··· Text
Genre: Shooter, Role-playing (RPG), SimulatorRelease: 10/25/2023

Why this matters: Ark may finally run like a modern game – and on new hardware

Studio Wildcard’s move to upgrade Ark Survival Ascended (ASA) to Unreal Engine 5.7 isn’t just a routine engine bump. According to co-founder and dev director Jeremy Stieglitz, one specific change – new nanite tessellation for large-scale foliage – is a “magic bullet” that delivers dramatic, near-instant gains. For a franchise notorious for being rough around the edges, a predictable 30-33% performance bump on foliage-heavy scenes (and reported 40-50% improvement since ASA’s 2023 launch) could be the difference between the game feeling playable or constantly punished by framerate drops. It also opens a door we’ve heard about for years: a possible Nintendo Switch 2 port.

  • UE5.7’s new foliage nanite tessellation yields ~33% performance improvement in tests, on top of earlier 40-50% gains since launch.
  • Studio Wildcard aims to ship the engine upgrade by end of March 2026 — it’s a priority tied to Lost Colony fixes and future content.
  • Switch 2 builds exist and are “in active development,” but release timing is still unknown and other hurdles remain.

Breaking down the “magic bullet”
······
··· Dataset excerpts
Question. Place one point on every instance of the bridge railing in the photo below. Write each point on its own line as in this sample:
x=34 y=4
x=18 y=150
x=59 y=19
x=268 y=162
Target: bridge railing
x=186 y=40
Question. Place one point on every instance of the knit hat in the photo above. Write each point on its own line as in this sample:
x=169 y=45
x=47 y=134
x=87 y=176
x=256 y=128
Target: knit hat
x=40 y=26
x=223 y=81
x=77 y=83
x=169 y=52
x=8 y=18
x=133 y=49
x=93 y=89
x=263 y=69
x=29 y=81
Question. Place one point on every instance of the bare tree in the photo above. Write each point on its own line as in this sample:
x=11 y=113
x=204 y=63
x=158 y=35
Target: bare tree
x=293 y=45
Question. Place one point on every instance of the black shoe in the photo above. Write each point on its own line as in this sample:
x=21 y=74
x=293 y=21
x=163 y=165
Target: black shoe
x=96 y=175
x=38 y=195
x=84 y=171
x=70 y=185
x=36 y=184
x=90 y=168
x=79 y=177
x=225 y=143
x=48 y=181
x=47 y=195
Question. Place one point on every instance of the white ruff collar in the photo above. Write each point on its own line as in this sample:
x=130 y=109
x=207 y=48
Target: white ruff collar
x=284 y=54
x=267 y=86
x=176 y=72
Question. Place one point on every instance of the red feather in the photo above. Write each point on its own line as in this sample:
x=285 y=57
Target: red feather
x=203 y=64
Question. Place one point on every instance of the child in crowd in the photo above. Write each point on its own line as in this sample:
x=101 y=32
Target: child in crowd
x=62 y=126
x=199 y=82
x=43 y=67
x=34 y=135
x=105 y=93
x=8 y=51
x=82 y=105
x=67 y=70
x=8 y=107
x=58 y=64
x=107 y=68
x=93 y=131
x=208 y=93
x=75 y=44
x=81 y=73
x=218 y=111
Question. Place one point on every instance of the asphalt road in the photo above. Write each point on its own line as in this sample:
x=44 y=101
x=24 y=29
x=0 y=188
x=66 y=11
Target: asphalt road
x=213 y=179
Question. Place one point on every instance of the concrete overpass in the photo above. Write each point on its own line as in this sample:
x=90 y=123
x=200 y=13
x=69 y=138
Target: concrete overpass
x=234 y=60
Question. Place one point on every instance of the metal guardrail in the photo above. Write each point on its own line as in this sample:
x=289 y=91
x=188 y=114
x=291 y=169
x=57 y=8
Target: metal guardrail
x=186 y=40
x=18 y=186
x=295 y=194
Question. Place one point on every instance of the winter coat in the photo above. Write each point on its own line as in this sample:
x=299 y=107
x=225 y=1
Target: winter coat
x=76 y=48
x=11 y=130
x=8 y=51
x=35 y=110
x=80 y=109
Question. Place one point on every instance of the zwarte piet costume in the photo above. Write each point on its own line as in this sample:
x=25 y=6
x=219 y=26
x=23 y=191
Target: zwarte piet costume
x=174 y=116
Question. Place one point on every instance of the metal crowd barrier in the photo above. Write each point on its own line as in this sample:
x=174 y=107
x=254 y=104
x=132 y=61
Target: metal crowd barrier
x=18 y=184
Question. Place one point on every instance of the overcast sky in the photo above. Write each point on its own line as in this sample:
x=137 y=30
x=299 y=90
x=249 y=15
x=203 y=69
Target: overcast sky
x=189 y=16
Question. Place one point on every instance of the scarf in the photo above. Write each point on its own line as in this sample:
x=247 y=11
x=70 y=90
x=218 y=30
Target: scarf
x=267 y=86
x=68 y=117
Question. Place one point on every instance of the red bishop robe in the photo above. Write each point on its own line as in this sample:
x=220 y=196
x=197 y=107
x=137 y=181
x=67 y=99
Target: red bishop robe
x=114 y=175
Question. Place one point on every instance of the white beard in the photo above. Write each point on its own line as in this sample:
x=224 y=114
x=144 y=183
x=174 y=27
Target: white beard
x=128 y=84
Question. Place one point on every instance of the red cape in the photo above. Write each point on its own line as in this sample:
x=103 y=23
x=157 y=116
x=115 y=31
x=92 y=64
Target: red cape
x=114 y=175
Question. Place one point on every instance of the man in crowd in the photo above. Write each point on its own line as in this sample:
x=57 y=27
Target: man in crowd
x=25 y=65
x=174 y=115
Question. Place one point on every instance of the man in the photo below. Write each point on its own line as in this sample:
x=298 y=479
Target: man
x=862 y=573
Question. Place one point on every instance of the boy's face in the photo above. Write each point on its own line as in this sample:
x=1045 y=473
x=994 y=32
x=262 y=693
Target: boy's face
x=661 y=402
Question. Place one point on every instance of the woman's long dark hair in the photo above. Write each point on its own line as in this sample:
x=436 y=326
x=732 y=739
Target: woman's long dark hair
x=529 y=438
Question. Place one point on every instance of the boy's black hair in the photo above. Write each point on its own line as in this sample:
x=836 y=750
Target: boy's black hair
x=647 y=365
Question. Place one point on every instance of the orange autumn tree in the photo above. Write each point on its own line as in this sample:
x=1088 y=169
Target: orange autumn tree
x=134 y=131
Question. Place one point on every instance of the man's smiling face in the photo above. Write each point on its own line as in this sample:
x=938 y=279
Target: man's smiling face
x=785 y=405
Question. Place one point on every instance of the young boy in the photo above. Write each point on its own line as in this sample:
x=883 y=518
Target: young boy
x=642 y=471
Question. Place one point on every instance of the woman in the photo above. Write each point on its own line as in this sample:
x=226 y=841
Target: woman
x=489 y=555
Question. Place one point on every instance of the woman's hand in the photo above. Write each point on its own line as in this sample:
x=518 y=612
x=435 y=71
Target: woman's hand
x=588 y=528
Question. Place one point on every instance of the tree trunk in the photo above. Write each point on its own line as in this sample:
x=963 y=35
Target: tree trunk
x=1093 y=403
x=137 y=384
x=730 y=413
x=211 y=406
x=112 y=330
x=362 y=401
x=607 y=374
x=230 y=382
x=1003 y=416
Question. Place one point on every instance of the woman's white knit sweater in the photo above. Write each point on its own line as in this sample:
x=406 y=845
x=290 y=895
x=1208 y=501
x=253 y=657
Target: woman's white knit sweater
······
What is needed:
According to the Ark Survival Ascended text, by when does Studio Wildcard aim to ship the Unreal Engine 5.7 upgrade?

Correct result:
By the end of March 2026.